Reproduce word for word the part of the AWS Glue partitioning passage below, starting at "The preceding example" and ending at "such as s3://your-bucket/path/<partition_column>=<value>/.".

(SELECTED PASSAGE):
==============================

The preceding example registers a table that has a partition column such as <partition_column> in the Glue Data Catalog. It also writes the data to Amazon S3. The data is written into the s3 path, which is concatenated s3://your-bucket/path/ with the pair of our specified partition column and its value, such as s3://your-bucket/path/<partition_column>=<value>/.

Using the first two ways, you can write the data and add partition values to your Glue Data Catalog simultaneously. The other operations simply help in adding the partition values to the Glue Data Catalog. Therefore, you can operate these two operations after writing your data with the partitioning.

Partition Pruning AWS Glue

If you use the Glue DynamicFrame to read data from partitioned tables in the Glue Data Catalog, you can use data filtering queries that enable your Glue Spark job to avoid processing unnecessary partitions for your analysis. The DynamicFrame supports the following two types of data filtering queries:

  • Predicate pushdown: This enables your Glue Spark job to filter partitions. This happens on the client (Spark job) side. This works as the following steps:
    1. The Glue job firstly retrieves all partitions that are registered in the Glue Data Catalog, and it keeps them as a partitions list.
    2. The job filters the partitions in the list based on the specified predicate pushdown query
    3. The job reads the data located in the filtered partitions in Step 2.
  • Catalog-side predicate pushdown: This is also a query to prune partitions as well as the predicate pushdown, however the pruning partitions happens on the sever (the Glue Data Catalog) side. This works as the following steps:
    1. The Glue job requests the specified partitions registered in a table to the Glue Data Catalog.
    2. The partitions list as a result of filtering on the server (Glue Data Catalog) side is returned returns the list to the job based on the request in Step 1
    3. The job reads the data located in the specified partitions.

These predicate pushdowns contribute to making data retrieval faster compared to retrieving all data in your storage by the processing job.

You can operate predicate pushdown as mentioned by specifying the push_down_predicate option in DynamicFrame. You can also use this with SparkSQL by specifying partitions in the WHERE clause. In the following example, the DynamicFrame only reads the data in the partition whose category is grocery by setting category=='grocery' to push_down_predicate option.

# PySpark example of a pushdown predicate
glue_context.create_dynamic_frame.from_catalog(
    database="db_name",
    table_name="product_sales",
    push_down_predicate="category==grocery")

Also, you can operate catalog-side predicate pushdown by specifying catalogPartitionPredicate in a DynamicFrame. Please note that partition indexes in AWS Glue, which we’ll see next needs to be enabled to use the catalog partition predicate. In the following example , the Glue DynamicFrame reads the data at the partition which is category == book.

# PySpark example of a catalog partition predicate
glue_context.create_dynamic_frame.from_catalog(
    database="db_name", 
    table_name="product_sales",
    additional_options={"catalogPartitionPredicate":"category=='grocery'"})

==============================

(PROVIDED INFORMATION):
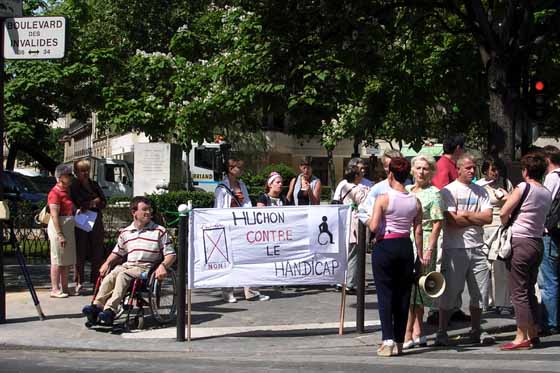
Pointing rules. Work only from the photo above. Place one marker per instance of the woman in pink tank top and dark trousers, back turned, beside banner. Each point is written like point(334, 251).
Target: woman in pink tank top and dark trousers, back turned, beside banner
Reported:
point(393, 257)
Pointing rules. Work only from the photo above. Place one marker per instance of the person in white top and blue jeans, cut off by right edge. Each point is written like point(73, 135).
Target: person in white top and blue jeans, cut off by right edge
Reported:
point(548, 278)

==============================

(THE COMPLETED TASK):
The preceding example registers a table that has a partition column such as <partition_column> in the Glue Data Catalog. It also writes the data to Amazon S3. The data is written into the s3 path, which is concatenated s3://your-bucket/path/ with the pair of our specified partition column and its value, such as s3://your-bucket/path/<partition_column>=<value>/.